→ Aufgabe 1: Nenne bitte alle Namen, unter denen der Spatzenbauer im Lesetext auftaucht, den Namen Spatzenbauer eingeschlossen.
→ Aufgabe 2:
Beantworte anhand des Lesetexts diese Fragen:
(a) In welchem Haus wuchs Peter Zehentner auf?
(b) In welchem Jahr wurde der Burgerhof erstmals urkundlich erwähnt?
(c) Wer kaufte das Burgergütl im Jahr 1673?

━━ Lesetext ━━

Der Stollen unter der Donau

Blick auf die Urfahrer Wänd mit Urfahrer Königsweg und Pöstlingberg vom
Blick auf die Urfahrer Wänd mit Urfahrer Königsweg und Pöstlingberg vom Linzer Königsweg aus. Foto: Elisabeth Schiffkorn

 Autorin: Elisabeth Schiffkorn


Peter Zehentner wuchs in der Altstadt, im Haus Hofberg Nr. 4, auf. "Die alten Leute erzählten, dass am Linzer Ufer vom Bunker bei der Wasserstiege aus ein Stollen unter der Donau durchgeht, der beim Spatzenbauern in Urfahr wieder herauskommt. Wo genau die Ein- oder Ausgänge sind, weiß niemand."

Auch in Urfahr ist diese Sage noch in Erinnerung.

Rudolf Mayer, Besitzer des Heurigengasthofes Spatzenbauer in der Berggasse 39: "Von einem Stollen erzählten mir meine Eltern. Wenn Fuhrwerke durch den Hof fuhren, dröhnte es, wie wenn der Boden darunter hohl wäre; das sei der Durchgang zum Schloss Hagen, wurde damals gesagt."
Der Spatzenbauer erhielt seinen Namen von ehemaligen Besitzern. Marco, Johann und Peter Spaz waren im 17. Jahrhundert als Bildhauer und Steinmetzen in oberösterreichischen Klöstern und im Linzer Landhaus tätig. Ein französischer Plan der Umgebung von Linz aus dem Jahr 1744 führt den Namen Atzen an.
Ursprünglich hieß der Spatzenbauer Burgerhof und wurde erstmals 1477 urkundlich erwähnt.
Dass es sich um ein stattliches Anwesen handelte, berichtet Anton Ziegler in seinem "Rückblick auf die Geschichte der Stadt Urfahr a. d. Donau in Oberösterreich" um 1920: "Das Burgergütl, dann Spatzenhof, seit 1477 starhembergisch, kaufte im Jahre 1673 der kaiserliche Salzherr Losy von Losenau und erreichte auch die Freyung des Sitzes von den herrschaftlichen Abgaben.

━━━
━━ Einträge ━━

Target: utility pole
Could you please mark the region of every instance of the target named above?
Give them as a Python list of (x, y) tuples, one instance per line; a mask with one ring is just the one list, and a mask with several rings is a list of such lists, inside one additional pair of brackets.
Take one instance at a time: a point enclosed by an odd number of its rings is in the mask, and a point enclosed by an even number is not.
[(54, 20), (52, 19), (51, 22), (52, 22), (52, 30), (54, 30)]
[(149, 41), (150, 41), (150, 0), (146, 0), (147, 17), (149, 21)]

━━━

→ Lösung 1: Spatzenbauer, Atzen, Burgerhof, Burgergütl, Spatzenhof

→ Lösung 2:
(a) Im Haus Hofberg Nr. 4 in der Altstadt.
(b) 1477.
(c) Der kaiserliche Salzherr Losy von Losenau.